-------- Material provided
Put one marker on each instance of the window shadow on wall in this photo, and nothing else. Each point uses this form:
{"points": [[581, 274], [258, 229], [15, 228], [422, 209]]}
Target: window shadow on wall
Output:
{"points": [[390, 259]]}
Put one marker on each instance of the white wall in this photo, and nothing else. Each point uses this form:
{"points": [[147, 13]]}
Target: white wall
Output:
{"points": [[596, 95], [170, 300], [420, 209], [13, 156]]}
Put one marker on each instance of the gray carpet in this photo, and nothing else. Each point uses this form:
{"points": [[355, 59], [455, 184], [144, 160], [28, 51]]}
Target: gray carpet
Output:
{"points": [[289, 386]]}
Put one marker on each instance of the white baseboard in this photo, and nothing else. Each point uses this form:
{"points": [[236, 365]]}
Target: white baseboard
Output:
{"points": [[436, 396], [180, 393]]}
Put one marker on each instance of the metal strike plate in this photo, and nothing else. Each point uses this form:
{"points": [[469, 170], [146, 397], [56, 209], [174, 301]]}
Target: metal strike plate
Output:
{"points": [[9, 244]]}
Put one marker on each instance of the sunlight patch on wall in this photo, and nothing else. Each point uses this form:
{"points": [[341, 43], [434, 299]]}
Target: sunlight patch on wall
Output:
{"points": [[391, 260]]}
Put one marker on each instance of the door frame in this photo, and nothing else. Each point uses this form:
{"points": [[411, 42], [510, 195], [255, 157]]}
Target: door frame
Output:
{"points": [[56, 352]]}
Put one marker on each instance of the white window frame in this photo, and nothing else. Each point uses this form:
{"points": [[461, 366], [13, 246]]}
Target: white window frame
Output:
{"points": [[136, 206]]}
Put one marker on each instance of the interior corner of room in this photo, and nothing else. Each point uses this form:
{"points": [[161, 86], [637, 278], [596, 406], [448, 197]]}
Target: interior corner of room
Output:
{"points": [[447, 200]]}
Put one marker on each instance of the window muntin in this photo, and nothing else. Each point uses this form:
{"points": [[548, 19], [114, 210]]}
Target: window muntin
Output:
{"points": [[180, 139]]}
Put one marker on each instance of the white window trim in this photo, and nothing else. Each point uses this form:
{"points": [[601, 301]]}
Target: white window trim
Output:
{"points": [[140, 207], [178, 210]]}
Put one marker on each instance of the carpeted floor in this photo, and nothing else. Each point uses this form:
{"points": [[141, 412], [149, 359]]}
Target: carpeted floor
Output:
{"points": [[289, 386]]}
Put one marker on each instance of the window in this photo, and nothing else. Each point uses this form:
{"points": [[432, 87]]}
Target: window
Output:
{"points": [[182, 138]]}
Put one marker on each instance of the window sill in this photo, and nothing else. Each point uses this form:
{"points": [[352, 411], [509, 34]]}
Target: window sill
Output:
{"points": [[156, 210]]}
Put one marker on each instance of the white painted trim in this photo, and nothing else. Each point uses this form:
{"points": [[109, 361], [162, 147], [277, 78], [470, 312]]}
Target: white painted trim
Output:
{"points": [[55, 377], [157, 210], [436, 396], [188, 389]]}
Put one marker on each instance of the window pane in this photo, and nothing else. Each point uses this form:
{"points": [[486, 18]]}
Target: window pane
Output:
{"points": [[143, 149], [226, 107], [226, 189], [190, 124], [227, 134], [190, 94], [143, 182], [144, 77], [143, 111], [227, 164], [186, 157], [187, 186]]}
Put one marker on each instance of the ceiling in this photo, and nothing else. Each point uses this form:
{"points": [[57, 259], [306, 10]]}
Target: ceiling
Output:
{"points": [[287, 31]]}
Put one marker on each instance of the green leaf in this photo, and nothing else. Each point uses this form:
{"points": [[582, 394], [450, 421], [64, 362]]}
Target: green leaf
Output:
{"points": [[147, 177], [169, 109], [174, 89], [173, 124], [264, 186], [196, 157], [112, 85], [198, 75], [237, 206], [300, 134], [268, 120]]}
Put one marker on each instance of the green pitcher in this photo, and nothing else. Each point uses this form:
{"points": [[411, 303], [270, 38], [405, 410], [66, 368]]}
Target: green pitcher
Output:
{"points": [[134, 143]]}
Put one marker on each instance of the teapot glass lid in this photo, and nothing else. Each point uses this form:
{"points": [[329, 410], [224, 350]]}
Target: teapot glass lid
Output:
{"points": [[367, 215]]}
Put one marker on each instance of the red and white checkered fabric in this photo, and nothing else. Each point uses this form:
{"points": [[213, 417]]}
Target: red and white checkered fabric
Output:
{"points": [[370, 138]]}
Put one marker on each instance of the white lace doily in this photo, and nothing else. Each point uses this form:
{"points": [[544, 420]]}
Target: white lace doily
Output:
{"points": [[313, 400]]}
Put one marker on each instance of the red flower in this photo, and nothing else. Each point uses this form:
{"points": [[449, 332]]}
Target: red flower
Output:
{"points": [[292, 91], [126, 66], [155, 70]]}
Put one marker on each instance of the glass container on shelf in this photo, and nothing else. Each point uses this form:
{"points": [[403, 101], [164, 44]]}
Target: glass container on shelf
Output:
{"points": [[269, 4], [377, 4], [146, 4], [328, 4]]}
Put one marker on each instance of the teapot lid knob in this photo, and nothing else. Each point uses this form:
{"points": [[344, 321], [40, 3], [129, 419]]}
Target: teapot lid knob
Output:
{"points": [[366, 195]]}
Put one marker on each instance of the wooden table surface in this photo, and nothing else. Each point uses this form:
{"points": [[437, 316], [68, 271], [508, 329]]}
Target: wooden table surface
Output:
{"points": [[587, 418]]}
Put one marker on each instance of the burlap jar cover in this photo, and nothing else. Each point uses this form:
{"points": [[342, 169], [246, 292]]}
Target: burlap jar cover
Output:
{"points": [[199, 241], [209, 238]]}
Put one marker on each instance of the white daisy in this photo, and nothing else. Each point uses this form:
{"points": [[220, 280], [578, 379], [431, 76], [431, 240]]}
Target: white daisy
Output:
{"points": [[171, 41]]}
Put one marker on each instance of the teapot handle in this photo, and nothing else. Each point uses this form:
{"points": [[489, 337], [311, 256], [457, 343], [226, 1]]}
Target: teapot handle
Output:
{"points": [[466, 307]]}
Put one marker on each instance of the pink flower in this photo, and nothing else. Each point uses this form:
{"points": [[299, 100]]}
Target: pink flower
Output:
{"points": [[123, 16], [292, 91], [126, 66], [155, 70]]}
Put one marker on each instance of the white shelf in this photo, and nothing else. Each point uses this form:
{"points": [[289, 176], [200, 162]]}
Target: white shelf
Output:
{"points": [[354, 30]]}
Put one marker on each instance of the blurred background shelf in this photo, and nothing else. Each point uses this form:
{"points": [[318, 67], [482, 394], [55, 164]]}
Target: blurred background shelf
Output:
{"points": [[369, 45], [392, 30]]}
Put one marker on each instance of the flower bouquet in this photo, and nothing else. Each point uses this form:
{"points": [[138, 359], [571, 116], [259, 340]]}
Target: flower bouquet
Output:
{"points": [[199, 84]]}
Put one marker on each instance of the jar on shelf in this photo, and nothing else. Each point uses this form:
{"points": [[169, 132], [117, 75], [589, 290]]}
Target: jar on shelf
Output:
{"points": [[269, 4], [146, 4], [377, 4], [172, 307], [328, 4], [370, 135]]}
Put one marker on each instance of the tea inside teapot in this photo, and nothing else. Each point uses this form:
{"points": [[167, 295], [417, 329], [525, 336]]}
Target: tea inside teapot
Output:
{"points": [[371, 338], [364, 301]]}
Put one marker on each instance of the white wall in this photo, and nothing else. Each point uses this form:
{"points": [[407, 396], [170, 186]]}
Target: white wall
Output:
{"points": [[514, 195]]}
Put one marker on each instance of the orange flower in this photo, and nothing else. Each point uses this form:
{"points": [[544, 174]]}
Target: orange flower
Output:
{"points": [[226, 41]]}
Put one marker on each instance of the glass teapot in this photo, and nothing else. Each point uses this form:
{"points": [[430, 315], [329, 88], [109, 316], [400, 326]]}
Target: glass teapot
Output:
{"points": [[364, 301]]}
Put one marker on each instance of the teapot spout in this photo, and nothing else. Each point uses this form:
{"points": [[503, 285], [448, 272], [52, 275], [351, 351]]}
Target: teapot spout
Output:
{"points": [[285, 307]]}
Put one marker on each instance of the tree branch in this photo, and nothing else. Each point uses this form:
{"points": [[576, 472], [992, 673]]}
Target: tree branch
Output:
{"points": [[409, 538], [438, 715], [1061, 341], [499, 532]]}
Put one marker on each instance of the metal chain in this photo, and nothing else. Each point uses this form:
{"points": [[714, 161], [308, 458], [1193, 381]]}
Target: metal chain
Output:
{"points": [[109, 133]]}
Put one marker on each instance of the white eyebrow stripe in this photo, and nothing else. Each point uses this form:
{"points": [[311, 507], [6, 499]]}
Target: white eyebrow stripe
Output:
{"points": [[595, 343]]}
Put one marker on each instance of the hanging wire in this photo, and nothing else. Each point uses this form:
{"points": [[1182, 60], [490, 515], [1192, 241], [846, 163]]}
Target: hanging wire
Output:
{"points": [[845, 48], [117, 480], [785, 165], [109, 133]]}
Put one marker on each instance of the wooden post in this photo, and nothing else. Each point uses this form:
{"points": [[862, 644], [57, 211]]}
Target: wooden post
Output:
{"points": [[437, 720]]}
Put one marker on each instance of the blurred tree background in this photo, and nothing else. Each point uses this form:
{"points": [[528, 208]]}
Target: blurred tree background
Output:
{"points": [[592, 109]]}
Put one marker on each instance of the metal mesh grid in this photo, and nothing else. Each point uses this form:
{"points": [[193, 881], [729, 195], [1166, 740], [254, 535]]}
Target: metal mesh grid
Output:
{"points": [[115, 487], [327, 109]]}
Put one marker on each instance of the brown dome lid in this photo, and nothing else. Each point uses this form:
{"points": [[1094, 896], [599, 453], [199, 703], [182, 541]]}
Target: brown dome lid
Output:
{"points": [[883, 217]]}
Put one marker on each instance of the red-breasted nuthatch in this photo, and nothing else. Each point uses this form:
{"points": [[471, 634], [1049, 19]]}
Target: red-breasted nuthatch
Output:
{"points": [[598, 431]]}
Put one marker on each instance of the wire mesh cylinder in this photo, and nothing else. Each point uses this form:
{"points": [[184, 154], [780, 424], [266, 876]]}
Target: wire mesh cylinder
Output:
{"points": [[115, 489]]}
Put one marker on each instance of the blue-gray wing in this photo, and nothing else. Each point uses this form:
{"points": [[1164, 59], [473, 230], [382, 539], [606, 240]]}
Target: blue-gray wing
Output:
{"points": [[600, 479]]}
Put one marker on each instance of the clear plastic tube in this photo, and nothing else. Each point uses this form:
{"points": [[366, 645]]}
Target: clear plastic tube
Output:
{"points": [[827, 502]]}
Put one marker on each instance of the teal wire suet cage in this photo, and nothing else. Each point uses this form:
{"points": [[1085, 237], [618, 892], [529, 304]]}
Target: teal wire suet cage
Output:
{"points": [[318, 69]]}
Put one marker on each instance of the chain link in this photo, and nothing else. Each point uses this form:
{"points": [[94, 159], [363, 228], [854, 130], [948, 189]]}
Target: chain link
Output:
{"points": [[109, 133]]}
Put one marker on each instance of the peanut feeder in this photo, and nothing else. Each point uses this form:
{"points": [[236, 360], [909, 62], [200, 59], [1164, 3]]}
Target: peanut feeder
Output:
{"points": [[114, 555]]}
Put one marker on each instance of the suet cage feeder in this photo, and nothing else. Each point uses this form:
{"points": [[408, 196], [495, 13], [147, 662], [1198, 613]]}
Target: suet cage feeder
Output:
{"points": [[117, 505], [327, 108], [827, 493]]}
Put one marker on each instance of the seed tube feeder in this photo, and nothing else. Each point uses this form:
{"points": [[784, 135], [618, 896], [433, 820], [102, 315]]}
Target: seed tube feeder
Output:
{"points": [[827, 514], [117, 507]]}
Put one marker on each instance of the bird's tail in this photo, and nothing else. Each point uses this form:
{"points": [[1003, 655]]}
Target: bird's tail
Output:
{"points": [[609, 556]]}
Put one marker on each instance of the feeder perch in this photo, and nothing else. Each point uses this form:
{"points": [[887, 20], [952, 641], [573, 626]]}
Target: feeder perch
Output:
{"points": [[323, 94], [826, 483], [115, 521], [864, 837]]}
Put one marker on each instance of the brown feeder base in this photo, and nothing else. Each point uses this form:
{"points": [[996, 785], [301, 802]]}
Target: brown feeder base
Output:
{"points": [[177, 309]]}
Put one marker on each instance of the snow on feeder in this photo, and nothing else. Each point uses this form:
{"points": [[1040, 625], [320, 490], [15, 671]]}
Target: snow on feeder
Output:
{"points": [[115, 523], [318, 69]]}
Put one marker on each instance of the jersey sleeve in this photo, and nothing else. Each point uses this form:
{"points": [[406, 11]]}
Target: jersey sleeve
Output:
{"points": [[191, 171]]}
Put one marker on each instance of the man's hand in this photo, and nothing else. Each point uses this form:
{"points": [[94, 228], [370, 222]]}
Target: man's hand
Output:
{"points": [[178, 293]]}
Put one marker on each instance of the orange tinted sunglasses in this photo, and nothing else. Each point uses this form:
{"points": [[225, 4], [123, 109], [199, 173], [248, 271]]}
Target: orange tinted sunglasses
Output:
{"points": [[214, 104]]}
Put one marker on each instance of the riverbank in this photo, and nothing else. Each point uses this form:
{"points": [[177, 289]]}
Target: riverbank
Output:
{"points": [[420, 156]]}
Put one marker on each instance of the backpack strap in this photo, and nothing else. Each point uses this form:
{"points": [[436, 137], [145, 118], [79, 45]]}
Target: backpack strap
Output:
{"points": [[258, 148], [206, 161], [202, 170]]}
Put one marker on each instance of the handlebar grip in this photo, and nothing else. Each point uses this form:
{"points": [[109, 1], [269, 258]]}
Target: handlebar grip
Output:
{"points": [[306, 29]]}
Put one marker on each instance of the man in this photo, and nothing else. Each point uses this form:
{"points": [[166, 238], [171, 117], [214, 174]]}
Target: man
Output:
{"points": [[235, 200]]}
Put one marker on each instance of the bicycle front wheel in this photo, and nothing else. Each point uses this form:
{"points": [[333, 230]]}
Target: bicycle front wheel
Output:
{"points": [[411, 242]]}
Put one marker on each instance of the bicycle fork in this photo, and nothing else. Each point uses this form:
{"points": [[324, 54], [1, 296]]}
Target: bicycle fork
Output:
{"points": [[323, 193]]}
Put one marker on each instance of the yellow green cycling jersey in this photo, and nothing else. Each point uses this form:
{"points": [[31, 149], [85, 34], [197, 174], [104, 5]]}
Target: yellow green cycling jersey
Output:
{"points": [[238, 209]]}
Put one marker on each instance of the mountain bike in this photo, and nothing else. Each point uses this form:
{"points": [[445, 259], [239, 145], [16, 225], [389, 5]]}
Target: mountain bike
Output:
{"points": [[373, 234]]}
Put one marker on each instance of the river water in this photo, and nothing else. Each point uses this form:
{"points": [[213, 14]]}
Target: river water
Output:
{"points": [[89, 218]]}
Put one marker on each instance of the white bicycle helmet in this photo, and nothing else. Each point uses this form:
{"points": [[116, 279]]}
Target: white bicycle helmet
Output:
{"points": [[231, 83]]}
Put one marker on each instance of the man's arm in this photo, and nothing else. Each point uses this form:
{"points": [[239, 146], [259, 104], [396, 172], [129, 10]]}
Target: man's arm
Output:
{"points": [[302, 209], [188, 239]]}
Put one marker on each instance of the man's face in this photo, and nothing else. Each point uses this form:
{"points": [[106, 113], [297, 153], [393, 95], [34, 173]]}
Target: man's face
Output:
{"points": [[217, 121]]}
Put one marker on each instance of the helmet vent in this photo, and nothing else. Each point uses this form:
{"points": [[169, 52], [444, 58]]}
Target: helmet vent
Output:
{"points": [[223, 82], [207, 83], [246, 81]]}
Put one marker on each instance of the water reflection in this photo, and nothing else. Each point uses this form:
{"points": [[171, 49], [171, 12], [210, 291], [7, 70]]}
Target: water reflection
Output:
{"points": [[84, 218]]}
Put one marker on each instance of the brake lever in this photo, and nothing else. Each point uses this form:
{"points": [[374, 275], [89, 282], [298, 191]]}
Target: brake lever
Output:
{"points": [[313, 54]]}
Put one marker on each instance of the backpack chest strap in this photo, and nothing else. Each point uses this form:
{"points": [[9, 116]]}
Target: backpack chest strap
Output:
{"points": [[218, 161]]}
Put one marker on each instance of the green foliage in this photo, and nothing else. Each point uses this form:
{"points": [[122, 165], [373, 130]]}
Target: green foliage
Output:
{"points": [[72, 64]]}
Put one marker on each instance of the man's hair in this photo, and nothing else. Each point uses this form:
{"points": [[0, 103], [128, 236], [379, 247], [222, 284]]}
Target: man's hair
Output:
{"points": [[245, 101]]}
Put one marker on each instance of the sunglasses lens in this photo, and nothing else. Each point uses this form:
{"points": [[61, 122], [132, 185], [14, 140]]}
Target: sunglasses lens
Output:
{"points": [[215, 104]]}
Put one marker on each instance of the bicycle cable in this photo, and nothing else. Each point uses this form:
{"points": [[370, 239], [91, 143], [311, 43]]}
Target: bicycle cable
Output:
----------------
Repeat exactly the lines above, starting with the line that contains "Put one marker on each instance of the water" and ending with the last line, both included, and nothing else.

Put one marker on each instance of the water reflection in this photo, and nothing else. Each point uses this form:
{"points": [[171, 49], [171, 12], [210, 291], [7, 70]]}
Target: water reflection
Output:
{"points": [[84, 218]]}
Put one marker on each instance of the brake lever in this photo, and nothing else. Each point uses this form:
{"points": [[374, 275], [89, 282], [298, 191]]}
Target: brake lever
Output:
{"points": [[313, 54]]}
Put one marker on each instance of the backpack chest strap in this photo, and nothing else. Each point uses this form:
{"points": [[9, 116]]}
Target: backpack chest strap
Output:
{"points": [[218, 161]]}
Put one marker on each instance of the green foliage in this photo, and nothing else. Each point uses this form:
{"points": [[122, 165], [373, 130]]}
Target: green foliage
Output:
{"points": [[72, 64]]}
Put one marker on each instance of the man's hair in this photo, and nothing else. Each point uses this form:
{"points": [[0, 103], [128, 236], [379, 247], [222, 284]]}
Target: man's hair
Output:
{"points": [[245, 101]]}
Put one marker on each instance of the sunglasses lens in this photo, and nothing else. Each point uses this form:
{"points": [[61, 122], [132, 185], [14, 140]]}
Target: sunglasses lens
Output:
{"points": [[215, 104]]}
Put one marker on each instance of the bicycle cable in this photo, and nothing else. Each point uses this form:
{"points": [[370, 239], [91, 143], [311, 43]]}
Target: bicycle cable
Output:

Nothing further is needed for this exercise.